Input =>
========================================

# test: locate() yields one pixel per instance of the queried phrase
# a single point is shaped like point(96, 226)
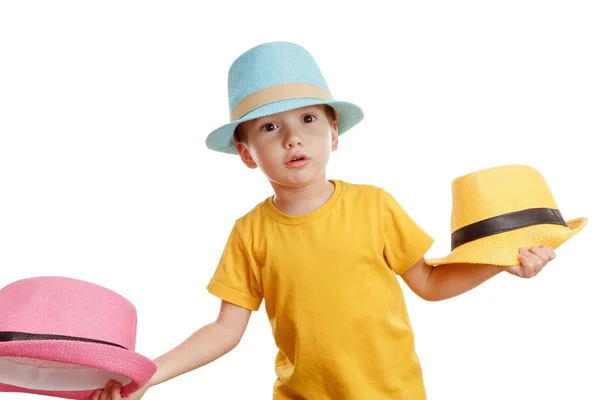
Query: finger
point(545, 253)
point(116, 392)
point(528, 262)
point(106, 392)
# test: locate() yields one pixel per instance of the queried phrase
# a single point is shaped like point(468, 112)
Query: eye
point(309, 118)
point(269, 127)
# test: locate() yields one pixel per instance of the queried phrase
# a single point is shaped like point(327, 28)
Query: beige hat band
point(271, 94)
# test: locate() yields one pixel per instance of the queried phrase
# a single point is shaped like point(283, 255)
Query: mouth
point(297, 161)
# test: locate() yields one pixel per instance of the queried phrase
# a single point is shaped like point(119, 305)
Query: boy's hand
point(112, 391)
point(532, 261)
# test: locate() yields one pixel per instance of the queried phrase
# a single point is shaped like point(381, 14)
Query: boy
point(323, 254)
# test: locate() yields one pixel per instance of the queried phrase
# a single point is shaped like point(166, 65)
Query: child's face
point(292, 148)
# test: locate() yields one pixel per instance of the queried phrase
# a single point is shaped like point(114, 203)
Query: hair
point(240, 136)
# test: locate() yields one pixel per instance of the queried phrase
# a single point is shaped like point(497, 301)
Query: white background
point(104, 175)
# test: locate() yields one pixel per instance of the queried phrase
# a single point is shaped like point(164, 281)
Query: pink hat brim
point(94, 355)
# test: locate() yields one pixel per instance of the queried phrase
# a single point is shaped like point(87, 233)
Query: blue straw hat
point(272, 78)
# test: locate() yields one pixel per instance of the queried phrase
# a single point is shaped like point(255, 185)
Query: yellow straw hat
point(497, 210)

========================================

Task description =>
Images are to be left out when the records above are written out again exactly.

Answer below =>
# test: locate() yields one pixel per instance of the queried phrase
# a single point is shaped like point(96, 226)
Query: finger
point(545, 253)
point(116, 392)
point(528, 262)
point(106, 392)
# test: locate() yields one pixel per instance of the queried phrase
# a single point is shaped like point(468, 112)
Query: eye
point(309, 118)
point(269, 127)
# test: locate() yields one pixel per instance of the queried phrase
# a single point is shaped like point(327, 28)
Query: beige hat band
point(271, 94)
# test: locate() yields one pixel per instance of the queried phrase
# a single point is shaped like point(283, 255)
Query: mouth
point(297, 161)
# test: locate() yields one pixel per instance of the queried phrase
# a single point is shaped like point(119, 305)
Query: boy's hand
point(112, 391)
point(532, 261)
# test: locate() yields one pixel per instance of the queried phrase
# a single point is shaped like point(381, 14)
Query: boy
point(323, 254)
# test: locate() yields one pixel per instance of the queried phrase
# a single point is shaped like point(166, 65)
Query: child's face
point(292, 148)
# test: locate() yields one pixel per instance of the queried phrase
# a single point is shaped like point(114, 203)
Query: hair
point(240, 136)
# test: locate() yields one pixel per instance of the queried phrase
# a single point is shaped like point(497, 301)
Query: white background
point(104, 175)
# test: locate() yields one pixel per instance of the queried phrase
# a single point is shaped like point(164, 281)
Query: pink hat brim
point(94, 355)
# test: locate() yields one pixel per instance of the queried phrase
# a single point is shaped like point(87, 233)
Query: blue straw hat
point(272, 78)
# test: locate() yields one pixel per instance of the queried phrase
# a single point is shaped like point(255, 185)
Query: yellow straw hat
point(497, 210)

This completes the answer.